Given data
╭──

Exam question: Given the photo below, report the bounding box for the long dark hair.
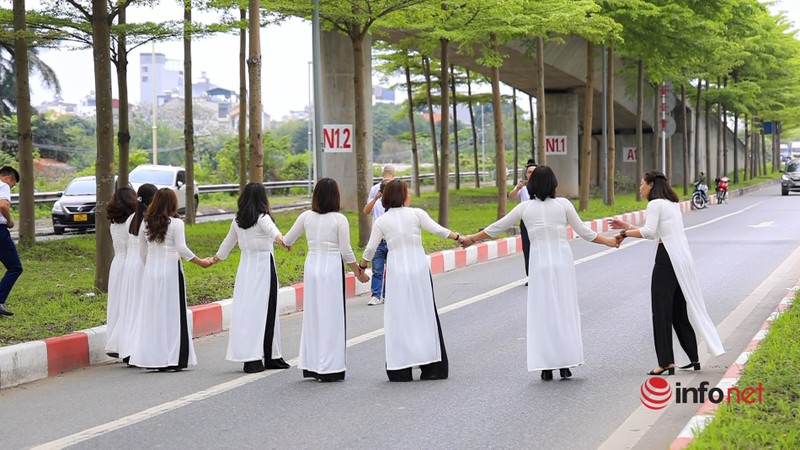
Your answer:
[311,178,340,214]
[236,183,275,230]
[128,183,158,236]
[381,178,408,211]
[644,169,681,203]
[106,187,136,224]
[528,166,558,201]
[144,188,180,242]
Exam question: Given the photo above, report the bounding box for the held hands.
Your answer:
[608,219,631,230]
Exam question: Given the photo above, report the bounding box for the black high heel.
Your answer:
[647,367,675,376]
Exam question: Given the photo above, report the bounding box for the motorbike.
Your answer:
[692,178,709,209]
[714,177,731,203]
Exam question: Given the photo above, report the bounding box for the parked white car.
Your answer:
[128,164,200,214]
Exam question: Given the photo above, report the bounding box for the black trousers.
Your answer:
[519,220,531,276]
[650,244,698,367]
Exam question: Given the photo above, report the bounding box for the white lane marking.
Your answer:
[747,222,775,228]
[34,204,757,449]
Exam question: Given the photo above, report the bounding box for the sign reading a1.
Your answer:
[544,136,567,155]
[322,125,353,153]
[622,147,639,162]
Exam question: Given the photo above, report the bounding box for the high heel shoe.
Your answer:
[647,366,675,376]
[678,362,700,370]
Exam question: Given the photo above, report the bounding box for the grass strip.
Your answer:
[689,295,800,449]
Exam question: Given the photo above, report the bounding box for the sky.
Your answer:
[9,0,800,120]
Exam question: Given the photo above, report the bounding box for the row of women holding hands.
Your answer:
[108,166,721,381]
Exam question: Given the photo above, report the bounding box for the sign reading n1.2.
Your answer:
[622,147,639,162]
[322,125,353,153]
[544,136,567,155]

╰──
╭──

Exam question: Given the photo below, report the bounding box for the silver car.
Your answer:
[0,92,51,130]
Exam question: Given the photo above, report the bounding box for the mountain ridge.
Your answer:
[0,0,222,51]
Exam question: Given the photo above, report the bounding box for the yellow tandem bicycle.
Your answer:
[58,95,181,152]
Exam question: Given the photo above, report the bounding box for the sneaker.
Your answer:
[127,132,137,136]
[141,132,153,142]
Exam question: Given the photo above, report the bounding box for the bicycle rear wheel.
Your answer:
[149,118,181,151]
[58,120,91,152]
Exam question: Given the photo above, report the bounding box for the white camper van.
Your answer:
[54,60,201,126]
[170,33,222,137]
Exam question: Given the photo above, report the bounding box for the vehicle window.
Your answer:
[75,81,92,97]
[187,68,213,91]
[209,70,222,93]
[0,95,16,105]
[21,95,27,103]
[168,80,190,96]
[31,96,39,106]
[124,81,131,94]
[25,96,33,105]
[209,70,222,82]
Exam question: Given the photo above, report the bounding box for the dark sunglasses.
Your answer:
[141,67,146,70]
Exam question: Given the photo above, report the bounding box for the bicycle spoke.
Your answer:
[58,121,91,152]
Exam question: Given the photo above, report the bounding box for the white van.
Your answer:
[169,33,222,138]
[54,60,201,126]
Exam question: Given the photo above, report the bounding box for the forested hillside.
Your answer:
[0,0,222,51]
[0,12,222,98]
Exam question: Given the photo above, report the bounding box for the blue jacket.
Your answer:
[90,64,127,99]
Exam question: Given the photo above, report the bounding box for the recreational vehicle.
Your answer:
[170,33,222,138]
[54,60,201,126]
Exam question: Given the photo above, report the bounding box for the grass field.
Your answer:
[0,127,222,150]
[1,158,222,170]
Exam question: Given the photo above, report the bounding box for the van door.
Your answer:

╰──

Exercise
Rescale the items that begin at the line containing "long dark hair." and end after the line containing "[678,362,700,370]". Reproduce every line in that span, requests included, with each bounding-box coordinate in the answers multiplied by 2.05 and rounded to the nearest whole number (halves round up), and leave the pictures out.

The answer
Exam question: Given the photo below, report the bounding box for the long dark hair.
Your answer:
[638,365,697,439]
[484,375,564,472]
[262,375,324,484]
[781,365,836,433]
[1320,346,1396,416]
[217,383,279,459]
[1082,340,1144,412]
[295,385,369,496]
Exam question: Given the photo above, report the bounding box for the held hands.
Your answer:
[1246,449,1294,472]
Exam question: Given the photo above, report the bounding box for the black high heel.
Your answer:
[1326,752,1384,771]
Exam question: Given the photo above, report the bounding box for the motorbike.
Your answer:
[1419,365,1453,428]
[1464,363,1499,416]
Exam question: Given the photo above, report the bounding box for the parked white car.
Your answer:
[262,336,410,439]
Exam question: Given the photo above, report the bounding box for the black trousers.
Your answer:
[1064,451,1089,566]
[1333,500,1431,752]
Exam question: Given the photo above, report the bounding box for the white lane marking.
Your answer:
[1531,455,1589,467]
[70,418,1552,920]
Exam question: Given the photo above, report the bounding box for the sign reading a1.
Your answer:
[1115,279,1162,318]
[660,256,724,314]
[1275,301,1310,332]
Exam question: Given the photo above, report the bounding box for the high heel shoe.
Your answer:
[1326,750,1384,771]
[1390,742,1435,759]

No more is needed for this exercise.